- **EXERCISE DESCRIPTION**
Reproduce exactly the lines below from the one containing "Target: wooden beam" through the one containing "Target: wooden front door", including both, and nothing else.

BEGIN GIVEN ENTRIES

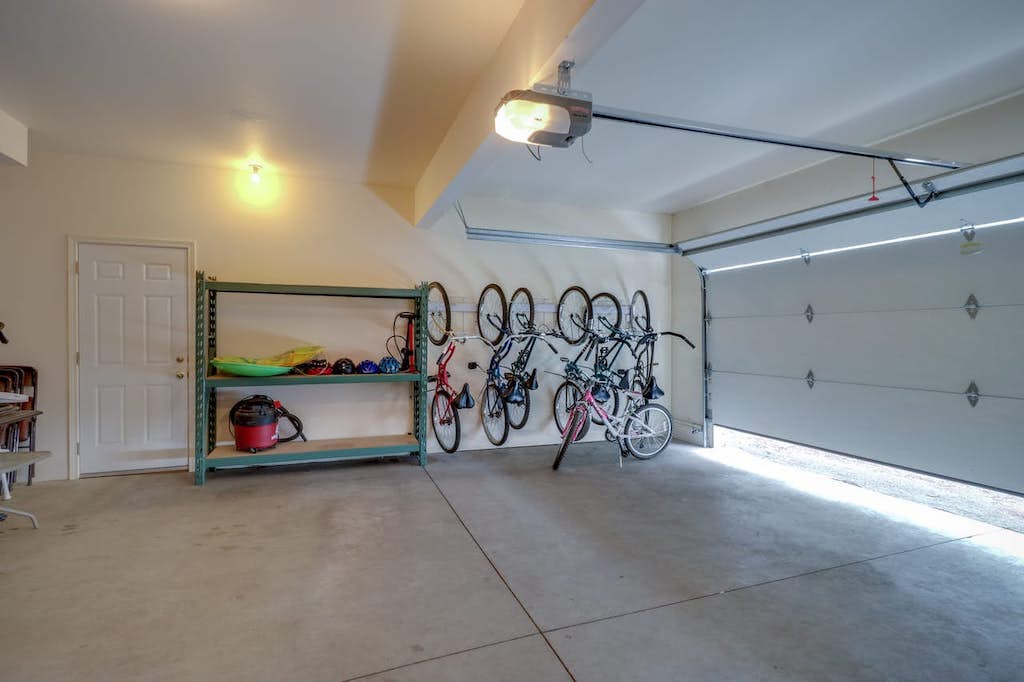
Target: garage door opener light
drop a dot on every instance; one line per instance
(556, 117)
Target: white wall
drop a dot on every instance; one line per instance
(980, 135)
(317, 231)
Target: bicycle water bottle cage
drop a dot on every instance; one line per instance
(465, 399)
(652, 391)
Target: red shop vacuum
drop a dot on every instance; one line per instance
(255, 422)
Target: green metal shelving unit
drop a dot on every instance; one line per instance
(210, 456)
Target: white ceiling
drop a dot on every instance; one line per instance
(850, 72)
(366, 90)
(363, 90)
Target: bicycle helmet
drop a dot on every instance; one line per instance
(313, 368)
(344, 366)
(368, 367)
(389, 365)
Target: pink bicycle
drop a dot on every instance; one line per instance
(643, 429)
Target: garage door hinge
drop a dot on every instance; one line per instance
(972, 394)
(972, 306)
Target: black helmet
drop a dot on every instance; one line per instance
(344, 366)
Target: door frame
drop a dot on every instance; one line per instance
(74, 242)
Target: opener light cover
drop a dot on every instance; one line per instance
(539, 118)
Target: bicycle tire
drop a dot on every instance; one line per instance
(604, 299)
(630, 441)
(521, 416)
(640, 312)
(438, 325)
(567, 437)
(441, 400)
(486, 327)
(495, 415)
(567, 394)
(514, 322)
(570, 330)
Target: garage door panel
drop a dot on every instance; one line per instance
(890, 344)
(998, 204)
(930, 349)
(913, 274)
(925, 431)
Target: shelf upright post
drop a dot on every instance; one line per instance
(200, 370)
(211, 352)
(421, 367)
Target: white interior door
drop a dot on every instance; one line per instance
(132, 340)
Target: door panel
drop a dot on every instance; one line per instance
(891, 346)
(132, 330)
(934, 432)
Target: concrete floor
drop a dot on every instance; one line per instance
(491, 566)
(994, 507)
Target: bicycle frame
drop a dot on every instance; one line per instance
(442, 382)
(588, 402)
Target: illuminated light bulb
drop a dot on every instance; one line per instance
(516, 120)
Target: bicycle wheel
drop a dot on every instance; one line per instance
(495, 416)
(647, 431)
(438, 313)
(444, 417)
(577, 418)
(607, 312)
(492, 313)
(519, 412)
(574, 312)
(640, 312)
(566, 396)
(521, 310)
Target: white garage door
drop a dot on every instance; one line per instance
(882, 368)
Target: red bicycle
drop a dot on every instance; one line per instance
(445, 405)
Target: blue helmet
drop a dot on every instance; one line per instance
(368, 367)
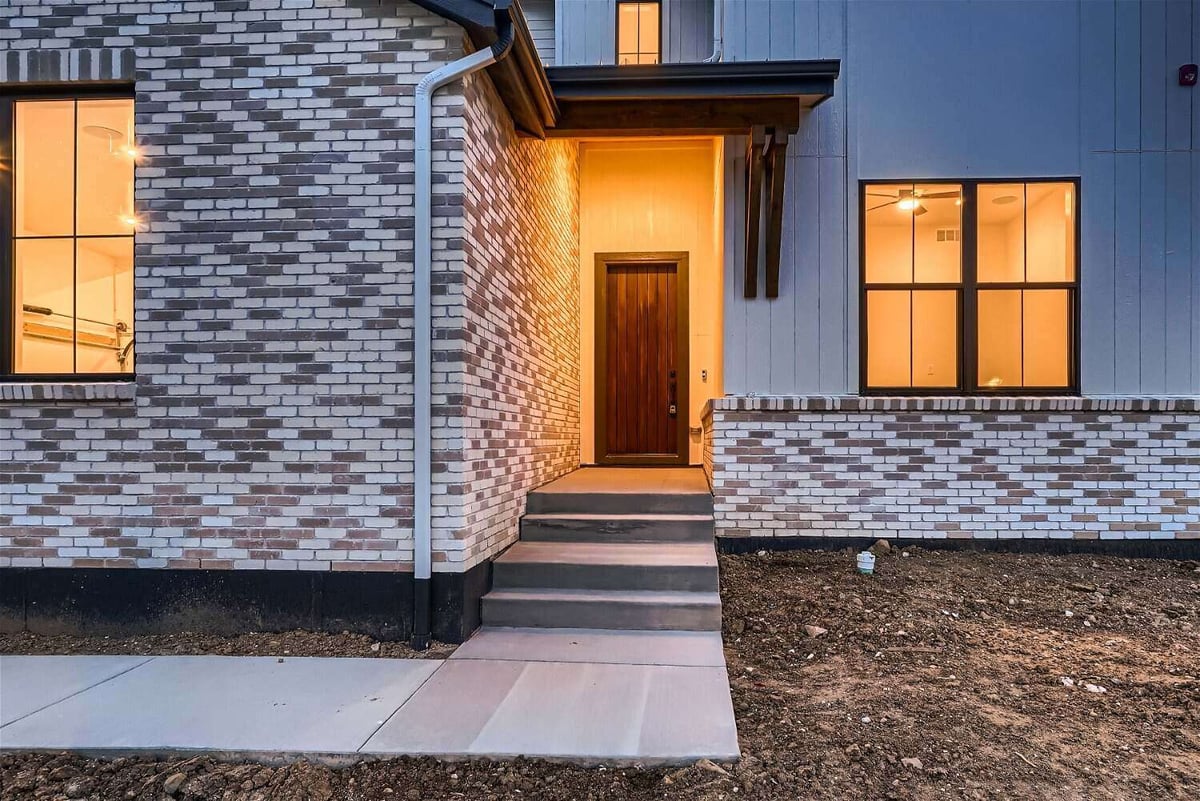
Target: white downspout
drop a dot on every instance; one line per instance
(718, 32)
(423, 333)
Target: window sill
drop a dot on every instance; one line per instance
(1013, 404)
(67, 392)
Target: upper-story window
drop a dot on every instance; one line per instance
(637, 31)
(67, 222)
(970, 287)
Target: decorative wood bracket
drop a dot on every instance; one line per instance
(766, 179)
(777, 179)
(755, 145)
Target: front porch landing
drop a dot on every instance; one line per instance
(643, 481)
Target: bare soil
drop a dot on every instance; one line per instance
(294, 643)
(945, 675)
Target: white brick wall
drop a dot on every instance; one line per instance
(967, 469)
(270, 423)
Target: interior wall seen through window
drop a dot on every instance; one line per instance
(75, 220)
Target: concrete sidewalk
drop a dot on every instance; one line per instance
(588, 696)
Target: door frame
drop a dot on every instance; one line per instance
(683, 444)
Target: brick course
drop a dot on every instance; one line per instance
(971, 468)
(270, 423)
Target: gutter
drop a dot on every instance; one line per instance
(423, 327)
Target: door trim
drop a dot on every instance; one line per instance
(683, 445)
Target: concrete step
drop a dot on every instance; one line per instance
(607, 566)
(617, 528)
(543, 501)
(641, 609)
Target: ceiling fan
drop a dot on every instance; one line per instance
(911, 199)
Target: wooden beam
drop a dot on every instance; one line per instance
(777, 180)
(691, 116)
(755, 143)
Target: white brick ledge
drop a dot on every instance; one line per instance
(67, 392)
(985, 404)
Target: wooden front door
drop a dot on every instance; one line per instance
(642, 359)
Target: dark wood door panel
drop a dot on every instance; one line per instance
(641, 360)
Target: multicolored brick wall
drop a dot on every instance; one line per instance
(521, 326)
(955, 468)
(270, 423)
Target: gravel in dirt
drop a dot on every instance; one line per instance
(294, 643)
(945, 675)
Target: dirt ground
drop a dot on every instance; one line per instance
(295, 643)
(946, 675)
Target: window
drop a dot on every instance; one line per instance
(66, 228)
(637, 31)
(970, 287)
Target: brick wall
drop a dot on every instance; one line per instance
(270, 423)
(957, 468)
(521, 331)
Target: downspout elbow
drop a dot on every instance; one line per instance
(718, 32)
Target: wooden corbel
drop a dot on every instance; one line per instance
(755, 145)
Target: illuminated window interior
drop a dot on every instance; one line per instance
(73, 224)
(915, 277)
(637, 32)
(1021, 264)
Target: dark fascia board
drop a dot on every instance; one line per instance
(520, 78)
(478, 17)
(813, 80)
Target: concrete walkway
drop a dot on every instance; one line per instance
(588, 696)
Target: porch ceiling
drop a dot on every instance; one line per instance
(687, 98)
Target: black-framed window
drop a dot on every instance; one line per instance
(639, 31)
(970, 287)
(67, 223)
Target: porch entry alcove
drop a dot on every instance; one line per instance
(652, 234)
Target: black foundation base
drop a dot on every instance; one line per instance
(1137, 548)
(124, 602)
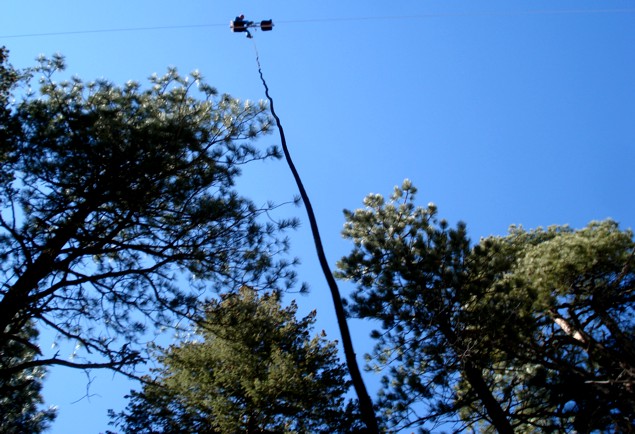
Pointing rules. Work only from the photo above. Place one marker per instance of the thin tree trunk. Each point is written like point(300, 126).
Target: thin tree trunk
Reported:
point(365, 403)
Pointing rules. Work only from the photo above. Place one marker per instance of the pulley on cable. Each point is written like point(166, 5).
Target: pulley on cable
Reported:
point(240, 24)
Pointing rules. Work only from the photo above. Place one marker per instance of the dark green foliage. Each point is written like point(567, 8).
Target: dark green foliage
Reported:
point(568, 346)
point(20, 396)
point(114, 197)
point(531, 332)
point(256, 369)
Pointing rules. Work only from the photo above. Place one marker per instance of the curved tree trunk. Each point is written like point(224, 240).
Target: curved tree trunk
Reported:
point(365, 403)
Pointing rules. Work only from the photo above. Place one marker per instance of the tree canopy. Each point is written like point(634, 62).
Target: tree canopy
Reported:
point(532, 331)
point(119, 210)
point(253, 368)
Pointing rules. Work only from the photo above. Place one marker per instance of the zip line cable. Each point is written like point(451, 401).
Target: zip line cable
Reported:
point(334, 20)
point(365, 402)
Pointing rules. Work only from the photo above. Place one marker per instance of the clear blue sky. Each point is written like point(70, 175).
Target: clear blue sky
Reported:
point(500, 112)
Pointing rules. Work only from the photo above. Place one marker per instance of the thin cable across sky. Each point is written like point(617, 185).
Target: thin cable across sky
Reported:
point(332, 20)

END GIVEN ENTRIES

- **TASK RESPONSE**
Target: wooden beam
drop a dot on every instance; one line per instance
(777, 180)
(691, 116)
(755, 143)
Target: white brick ledge
drop a dot on every instance; one line per instance
(67, 392)
(985, 404)
Target: wooden front door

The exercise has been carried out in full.